Наконец, сонет Бодлера «Un fantôme» переведен Курочкиным в стилистический регистр жестокого романса, к тому же усиленного трехстопным размером, столь типичным для поэтов его круга.
Единомышленник Курочкина Дмитрий Минаев утверждал, выражая мнение своих соратников, что «переводчик обязан передавать только мысль, впечатление, букет подлинника – иначе он будет бесцветным тружеником, педантом буквы <…> Внешняя близость к подлиннику только делает всякий перевод безличным»[273]
. На суд читателей «Искры» в 1870 году он предложил именно перевод, в соответствии со своими о нем представлениями, а не собственное «обличительное» стихотворение, выдаваемое за перевод с французского. При этом любопытно, что как его самого, так и редакцию газеты заподозрили именно в подлоге, в стремлении вести революционную пропаганду под прикрытием переводческой деятельности. Член Главного управления по делам печати Ф.М. Толстой утверждал: «Появление этих стихов в “Искре” тем более предосудительно, что редактору его, как сотруднику “От. зап.”, должно быть известно, что стихотворение Минаева предлагаемо было в редакцию “От. записок” – и что ни г. Краевский, ни г. Некрасов не решились его печатать <…> Сказано, что это перевод с французского, но очевидно, что стихотворение это есть не что иное, как измышление обличительного поэта г. Минаева»[274]. По-своему замечательна та оценка стихотворения, которая содержится в обращении Главного управления по делам печати к председателю С. – Петербургского цензурного комитета от 30 января 1870 года: «В № 2 газеты “Искра” помещено стихотворение под заглавием “Каин и Авель”, разделяющее род человеческий на племя Авеля (люди имущие), слабеющее от разврата и грядущее коего представляется загадочным, и племя Каина (пролетариат), которое наконец сбросит свое иго, и тогда под напором его дрогнет шар земной. Находя это стихотворение крайне предосудительным, совет Главного управления по делам печати полагал сделать редактору категорическое внушение, что при первом возобновлении подобной попытки, т. е. помещения стихов или статей с социалистическим и тенденциозным содержанием, он подвергнется предостережению»[275].Вопреки подозрениям цензоров, перевод «Авеля и Каина», выполненный Минаевым, достаточно точен (настолько, насколько это позволяли переводческие принципы эпохи). При этом бросается в глаза, что, сохраняя и даже усиливая антибуржуазную направленность, Минаев, видимо из цензурных соображений, значительно смягчает антирелигиозную. В первых строках стихотворения он заменяет «Бога» на «фей», в последних, звучащих мощным богоборческим аккордом, Бог вообще не упоминается:
Позднее Брюсов его восстановит:
Первые переводы Петра Якубовича из Бодлера появились в 1879 году в журнале «Слово», при этом основная работа была осуществлена значительно позже, в Петропавловской крепости и на каторге, на Каре и Акатуе, в 1885–1893 годах.

- _Задание 1_
В каком журнале, согласно фрагменту о русских переводах Бодлера, появились первые переводы Петра Якубовича из Бодлера?
- _Задание 2_
Продолжите фрагмент о русских переводах Бодлера после его последнего предложения.
Приведенные далее данные никак не связаны с фрагментом текста.

- _Выдержка из данных_
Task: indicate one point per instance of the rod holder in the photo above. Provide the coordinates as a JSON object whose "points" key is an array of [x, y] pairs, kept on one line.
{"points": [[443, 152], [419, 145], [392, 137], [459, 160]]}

- _Ожидаемый ответ 1_
В журнале «Слово».

- _Ожидаемый ответ 2_
Якубович признавался: «В 1879 г. “Les Fleurs du Mal” случайно попали мне в руки и сразу же захватили меня своим странным и могучим настроением. Суровой печалью веяло на юную дущу от осужденных за безнравственность стихов; грубый, местами дерзки-откровенный реализм будил в ней, каким-то чудом искусства, лишь чистые, благородные чувства – боль, скорбь, ужас, негодование – и поднимал высоко от “скучной земли”, в вечно лазурные страны идеала…»[278]
. Проклятые стихи проклинающего поэта – вот что привлекло внимание юного Якубовича, искавшего в поэзии лирического обоснования своих протестных настроений. Ни русская унылая обличительная лирика, ни тем более лирическая поэзия, оригинальная или переводная, этой задаче не отвечали, а вот «странное и могучее настроение», которым проникнуты стихи Бодлера, его сразу же покорило.К поэзии любимого им Бодлера Якубович относится с редкой прямотой каторжанина, представляющей для нас принципиальный интерес: «Приступая к характеристике бодлэровской поэзии и оценке ее значения, я прежде всего хочу отметить ее изъяны, все ее уродливые и болезненные придатки, которые расцвели потом таким пышным цветом в поэзии его подражателей, и которые людям, мало знакомым с подлинным образом Бодлэра, позволяют считать его чуть ли не главою современного декадентства и символизма»[279]
. «Не отсюда ли вышли все эти “белые павлины скуки”, “желтые собаки ревности” и прочие цветные нелепости современного символизма», – пишет он ниже[280]. И, наконец, следующий, хорошо нам всем известный тезис и аргумент пропагандистов: «К сожалению, сам поэт не всегда отдавал себе ясный отчет в своих симпатиях и антипатиях, и потому они переходили у него нередко в простые капризы вкуса и чувства, говорившие лишь об их ненормальности и извращенности»[281].